• TEXT PASSAGE:
┌──

Centre for Addiction and Mental Health

  • Location: Toronto
  • Architect: Stantec, KPMB, Montgomery Sisam, Kearns Mancini Architects, Cannon Design
  • Industry: Healthcare
  • Photography: Tom Arban

The Collective worked alongside Stantec and PCL Constructors to create an area of healing for residents and visitors to CAMH and a safe place to work for all staff. With the opening of the Crisis & Critical Care Building and the McCain Complex Care & Recovery Building, the third of four phases of the most ambitious redevelopment in CAMH history.

The two new buildings, with 600,000 square feet of space, feature 235 inpatient beds. Other major enhancements to the CAMH Queen Street campus include:

1) A new state of the art Emergency Department. The Gerald Sheff and Shanitha Kacham Emergency Department is the only one in Ontario devoted exclusively to mental health treatment 24 hours a day, seven days a week.  With ED visits to CAMH having increased by more than 70 per cent in the past decade, the need for a modern ED more equipped to meet the rising demand for urgent mental health care was critical. Twice the size of the previous ED on College Street, it will reduce current wait times in Ontario and provide improved intake, assessment and triage procedures for patients.

2) Enhanced therapeutic recovery and healing environment inside and outside the new buildings. A new Tour de Bleu Therapeutic Neighborhood provides a variety of structured and evidence-based recovery programming for patients, including a chef school culinary certificate program run by George Brown College.  The Therapeutic Art Project, integrated into the design of both new buildings, features the work of visual artists with lived experience of mental illness.  The new TD Commons features a lush diversity of trees, shrubs and plants and beautifully lit walking paths for patients and their visiting loved ones to access as part of their recovery. It also acts as a meeting ground where the CAMH community intersects with the surrounding West Queen neighborhood.

└──

• THE DATA:

┌──

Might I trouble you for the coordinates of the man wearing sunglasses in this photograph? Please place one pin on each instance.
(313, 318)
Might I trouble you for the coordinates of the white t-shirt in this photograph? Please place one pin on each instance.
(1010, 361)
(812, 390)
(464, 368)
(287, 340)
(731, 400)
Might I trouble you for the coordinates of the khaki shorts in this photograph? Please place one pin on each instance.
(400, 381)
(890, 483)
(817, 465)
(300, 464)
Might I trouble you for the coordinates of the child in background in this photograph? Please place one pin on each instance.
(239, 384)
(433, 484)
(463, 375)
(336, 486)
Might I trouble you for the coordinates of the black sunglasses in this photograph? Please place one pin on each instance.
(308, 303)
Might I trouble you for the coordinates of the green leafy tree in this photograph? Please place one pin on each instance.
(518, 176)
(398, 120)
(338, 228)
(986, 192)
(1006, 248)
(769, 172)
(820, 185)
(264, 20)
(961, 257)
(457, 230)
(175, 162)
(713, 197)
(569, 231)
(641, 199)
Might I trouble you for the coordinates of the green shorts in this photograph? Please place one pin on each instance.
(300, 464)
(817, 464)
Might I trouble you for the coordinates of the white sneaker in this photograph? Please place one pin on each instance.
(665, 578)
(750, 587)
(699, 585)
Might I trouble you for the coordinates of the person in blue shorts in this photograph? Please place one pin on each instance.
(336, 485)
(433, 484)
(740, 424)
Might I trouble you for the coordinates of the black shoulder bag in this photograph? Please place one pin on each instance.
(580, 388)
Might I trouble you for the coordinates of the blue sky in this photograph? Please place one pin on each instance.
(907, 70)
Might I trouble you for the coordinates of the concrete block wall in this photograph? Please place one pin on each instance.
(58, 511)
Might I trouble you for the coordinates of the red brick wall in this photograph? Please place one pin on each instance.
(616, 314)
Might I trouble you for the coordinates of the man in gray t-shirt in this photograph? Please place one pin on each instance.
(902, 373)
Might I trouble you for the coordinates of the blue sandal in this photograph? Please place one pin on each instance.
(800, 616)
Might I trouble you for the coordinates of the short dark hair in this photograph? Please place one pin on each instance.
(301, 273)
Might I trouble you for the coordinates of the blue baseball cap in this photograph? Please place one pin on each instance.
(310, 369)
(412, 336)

└──

• PROBLEM TO SOLVE:
Retype the part of the CAMH redevelopment text starting at "1) A new state" and ending at "procedures for patients.".

• SOLVED EXERCISE:
1) A new state of the art Emergency Department. The Gerald Sheff and Shanitha Kacham Emergency Department is the only one in Ontario devoted exclusively to mental health treatment 24 hours a day, seven days a week.  With ED visits to CAMH having increased by more than 70 per cent in the past decade, the need for a modern ED more equipped to meet the rising demand for urgent mental health care was critical. Twice the size of the previous ED on College Street, it will reduce current wait times in Ontario and provide improved intake, assessment and triage procedures for patients.